Location annotation dataset excerpts
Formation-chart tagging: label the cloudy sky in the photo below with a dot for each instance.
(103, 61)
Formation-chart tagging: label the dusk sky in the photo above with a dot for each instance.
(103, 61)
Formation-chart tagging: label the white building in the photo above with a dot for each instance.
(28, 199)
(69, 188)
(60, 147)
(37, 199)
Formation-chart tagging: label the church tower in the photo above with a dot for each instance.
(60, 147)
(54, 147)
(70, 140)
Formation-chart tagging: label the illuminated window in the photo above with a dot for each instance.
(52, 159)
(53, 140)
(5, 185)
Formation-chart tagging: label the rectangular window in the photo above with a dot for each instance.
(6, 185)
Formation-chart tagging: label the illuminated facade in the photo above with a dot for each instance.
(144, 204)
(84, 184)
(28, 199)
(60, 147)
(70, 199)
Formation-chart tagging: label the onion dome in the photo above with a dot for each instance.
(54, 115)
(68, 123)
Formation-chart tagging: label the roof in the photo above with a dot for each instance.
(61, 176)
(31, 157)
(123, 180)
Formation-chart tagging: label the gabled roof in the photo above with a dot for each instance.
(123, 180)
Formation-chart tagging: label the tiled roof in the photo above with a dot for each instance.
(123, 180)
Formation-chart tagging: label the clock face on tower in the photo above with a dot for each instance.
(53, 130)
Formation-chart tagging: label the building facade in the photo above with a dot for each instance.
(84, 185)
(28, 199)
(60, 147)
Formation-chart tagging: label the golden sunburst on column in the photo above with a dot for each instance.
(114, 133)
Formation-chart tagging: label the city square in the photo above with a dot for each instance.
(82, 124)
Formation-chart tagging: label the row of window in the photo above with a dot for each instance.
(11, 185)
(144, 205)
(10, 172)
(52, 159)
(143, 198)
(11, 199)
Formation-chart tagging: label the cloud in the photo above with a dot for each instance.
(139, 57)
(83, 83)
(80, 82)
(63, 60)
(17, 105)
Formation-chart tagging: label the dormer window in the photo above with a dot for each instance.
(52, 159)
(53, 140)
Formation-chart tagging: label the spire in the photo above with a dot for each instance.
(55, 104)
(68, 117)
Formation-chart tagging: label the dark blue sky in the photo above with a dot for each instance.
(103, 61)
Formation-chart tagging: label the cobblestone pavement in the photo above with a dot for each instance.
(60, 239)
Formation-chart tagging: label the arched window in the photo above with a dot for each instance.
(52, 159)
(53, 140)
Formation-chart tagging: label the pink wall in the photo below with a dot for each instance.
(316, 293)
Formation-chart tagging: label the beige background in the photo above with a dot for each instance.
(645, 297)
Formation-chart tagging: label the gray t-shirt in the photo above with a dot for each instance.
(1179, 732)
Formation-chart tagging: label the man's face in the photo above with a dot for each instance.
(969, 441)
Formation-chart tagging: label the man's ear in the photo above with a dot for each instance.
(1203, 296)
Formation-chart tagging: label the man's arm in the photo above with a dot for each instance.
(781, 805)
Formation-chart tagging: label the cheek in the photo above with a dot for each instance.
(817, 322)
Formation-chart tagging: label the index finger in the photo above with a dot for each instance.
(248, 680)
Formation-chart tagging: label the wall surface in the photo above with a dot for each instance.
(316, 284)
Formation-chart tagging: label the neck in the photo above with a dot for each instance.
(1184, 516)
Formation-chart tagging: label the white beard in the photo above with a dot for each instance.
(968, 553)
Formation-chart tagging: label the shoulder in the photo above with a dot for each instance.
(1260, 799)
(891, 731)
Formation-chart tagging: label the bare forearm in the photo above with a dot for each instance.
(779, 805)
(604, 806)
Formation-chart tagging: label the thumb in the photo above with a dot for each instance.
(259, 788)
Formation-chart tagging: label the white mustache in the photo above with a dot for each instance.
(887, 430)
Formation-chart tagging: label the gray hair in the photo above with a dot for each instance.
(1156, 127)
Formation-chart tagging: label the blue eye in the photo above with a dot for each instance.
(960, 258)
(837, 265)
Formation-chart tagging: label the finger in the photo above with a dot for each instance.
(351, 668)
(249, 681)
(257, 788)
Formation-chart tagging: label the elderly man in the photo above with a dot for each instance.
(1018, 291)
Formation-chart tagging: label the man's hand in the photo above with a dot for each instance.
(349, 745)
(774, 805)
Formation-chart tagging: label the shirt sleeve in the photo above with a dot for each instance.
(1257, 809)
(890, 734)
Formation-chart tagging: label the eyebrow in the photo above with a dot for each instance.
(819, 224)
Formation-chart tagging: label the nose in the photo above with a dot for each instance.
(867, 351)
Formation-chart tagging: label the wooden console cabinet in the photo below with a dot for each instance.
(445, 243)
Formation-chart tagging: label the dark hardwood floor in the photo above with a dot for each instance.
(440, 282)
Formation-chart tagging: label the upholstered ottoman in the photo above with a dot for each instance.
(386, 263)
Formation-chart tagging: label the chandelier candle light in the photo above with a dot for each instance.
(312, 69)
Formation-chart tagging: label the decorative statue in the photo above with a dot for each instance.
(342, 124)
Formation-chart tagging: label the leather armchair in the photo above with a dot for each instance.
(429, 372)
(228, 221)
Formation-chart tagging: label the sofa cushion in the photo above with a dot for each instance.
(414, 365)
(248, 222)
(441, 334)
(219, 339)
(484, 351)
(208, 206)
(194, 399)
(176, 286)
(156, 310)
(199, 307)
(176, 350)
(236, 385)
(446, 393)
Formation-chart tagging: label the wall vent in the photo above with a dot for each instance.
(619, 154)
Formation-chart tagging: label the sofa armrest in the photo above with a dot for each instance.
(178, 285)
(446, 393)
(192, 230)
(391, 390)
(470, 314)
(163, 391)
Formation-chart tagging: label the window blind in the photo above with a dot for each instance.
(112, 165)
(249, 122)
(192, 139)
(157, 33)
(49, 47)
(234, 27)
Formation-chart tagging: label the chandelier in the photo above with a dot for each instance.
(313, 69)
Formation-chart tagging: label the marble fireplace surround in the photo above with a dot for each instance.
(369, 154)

▶ WHAT IS BEING ASKED:
Every line above should be retyped exactly as given.

▶ THE ANSWER:
Formation-chart tagging: label the cloudy sky in the photo below with a dot for each instance.
(103, 61)
Formation-chart tagging: label the dusk sky in the photo above with a dot for each instance.
(103, 61)
Formation-chart tagging: label the white building in the photo above with a dot for each instance.
(28, 199)
(69, 188)
(60, 147)
(37, 199)
Formation-chart tagging: label the church tower in the photo above with a dot for each instance.
(60, 147)
(54, 147)
(70, 140)
Formation-chart tagging: label the illuminated window in the photo above with a dot for each instance.
(52, 159)
(53, 140)
(5, 185)
Formation-chart tagging: label the rectangular window in the photo above with a dot for each instance.
(6, 185)
Formation-chart tagging: label the illuminated facade in the photo above with a dot for each instance.
(144, 204)
(84, 184)
(28, 199)
(60, 147)
(70, 199)
Formation-chart tagging: label the onion dome in the photo above with a dot for each instance.
(54, 115)
(68, 123)
Formation-chart tagging: label the roof in the photo above with a dot for each instance.
(61, 176)
(31, 157)
(123, 180)
Formation-chart tagging: label the gabled roof in the photo above with a dot for each instance.
(123, 180)
Formation-chart tagging: label the tiled roof in the photo above with a dot for each instance.
(123, 180)
Formation-chart tagging: label the clock face on tower in the photo above with a dot for each instance.
(53, 130)
Formation-chart tagging: label the building facade in the photo above with a dot for each instance.
(84, 185)
(28, 199)
(60, 147)
Formation-chart tagging: label the golden sunburst on column in the photo above with a dot for each instance.
(114, 133)
Formation-chart tagging: label the city square in the photo above with a dot for each instance.
(82, 124)
Formation-chart tagging: label the row of window in the photo above with a dot for each instance.
(11, 185)
(144, 205)
(10, 172)
(52, 159)
(143, 198)
(11, 199)
Formation-chart tagging: label the cloud in the photo above with a dot for each instance.
(139, 57)
(83, 83)
(80, 82)
(63, 60)
(17, 105)
Formation-chart tagging: label the dormer window in the photo above with a dot for each instance.
(52, 159)
(53, 140)
Formation-chart tagging: label the spire in the photo above with a dot for each instance.
(55, 104)
(68, 117)
Formation-chart tagging: label the dark blue sky in the photo above with a dot for each instance.
(103, 61)
Formation-chart tagging: label the cobblestone pavement in the photo above with a dot for each instance.
(60, 239)
Formation-chart tagging: label the arched window in the photo above with a dot for each instance.
(52, 159)
(53, 140)
Formation-chart tagging: label the pink wall in the photo below with a dot for each instance.
(316, 293)
Formation-chart tagging: label the beige background in the photo above with a dot for each instance.
(645, 297)
Formation-chart tagging: label the gray t-shirt in the photo above with a dot for each instance.
(1179, 732)
Formation-chart tagging: label the man's face in the photo above with a dot for each instance.
(969, 441)
Formation-chart tagging: label the man's ear in the photo above with a dot for each instance.
(1203, 296)
Formation-chart tagging: label the man's arm in the photo above with a dot for each instance.
(781, 805)
Formation-chart tagging: label the cheek in the photo above with a dot for each instance.
(817, 322)
Formation-chart tagging: label the index finger in the photo above with a dot for each instance.
(248, 680)
Formation-chart tagging: label the wall surface in the photo above with a dot for each instance.
(316, 284)
Formation-chart tagging: label the neck in the photo above with a dot for each instance.
(1184, 516)
Formation-chart tagging: label the white beard in the photo above with a dot for each instance.
(968, 553)
Formation-chart tagging: label the shoulder in the photo above with a dot for each instance.
(1260, 799)
(891, 731)
Formation-chart tagging: label the bare forearm in the photo above with a dot for each instance.
(779, 805)
(604, 806)
Formation-chart tagging: label the thumb in the photo above with a dot for each instance.
(259, 788)
Formation-chart tagging: label the white mustache in the photo above with a dot for each instance.
(887, 430)
Formation-chart tagging: label the gray hair in the photo above with a dot for each instance.
(1156, 127)
Formation-chart tagging: label the blue eye in the photo above with a dot for each instance.
(960, 258)
(837, 265)
Formation-chart tagging: label the finger in the photo above with a dot for each instance.
(351, 668)
(249, 681)
(257, 788)
Formation-chart tagging: label the elderly man in the photo above with a dot for each instance.
(1018, 291)
Formation-chart tagging: label the man's hand in the photo above with a dot for each instance.
(349, 745)
(774, 805)
Formation-chart tagging: label the shirt sleeve in the photo above with a dot for each instance.
(1257, 809)
(890, 734)
Formation-chart tagging: label the eyebrow in the photo above with a dot for each instance.
(819, 224)
Formation-chart tagging: label the nose in the photo above with a dot for each instance.
(867, 351)
Formation-chart tagging: label the wooden console cabinet in the photo below with a dot for each instance.
(445, 243)
Formation-chart tagging: label the dark hardwood floor in the photo above with a dot for each instance.
(440, 282)
Formation-chart tagging: label the upholstered ottoman in the photo above with a dot for each instance.
(386, 263)
Formation-chart tagging: label the chandelier candle light in the photo above with a dot for each instance.
(312, 69)
Formation-chart tagging: label the decorative statue in the photo above with a dot for each instance.
(342, 124)
Formation-chart tagging: label the leather armchair in the photo above with a dot for each instance.
(429, 372)
(228, 221)
Formation-chart tagging: label the sofa cushion in the photo above with a dot for each instance.
(414, 365)
(248, 222)
(441, 334)
(219, 339)
(484, 351)
(208, 206)
(194, 399)
(176, 286)
(156, 310)
(199, 307)
(176, 350)
(236, 385)
(446, 393)
Formation-chart tagging: label the wall vent in the photo above with a dot for each instance.
(619, 154)
Formation-chart tagging: label the sofa armrest in the photo above with a dot for each instance.
(178, 285)
(446, 393)
(192, 230)
(391, 390)
(470, 314)
(163, 391)
Formation-chart tagging: label the window blind in the photo above with a dot for each instance.
(112, 165)
(249, 122)
(192, 139)
(157, 33)
(49, 47)
(234, 27)
Formation-chart tagging: label the chandelier in the photo above with a dot for each instance.
(313, 69)
Formation-chart tagging: label the marble fireplace surround in the photo above with a dot for each instance.
(369, 154)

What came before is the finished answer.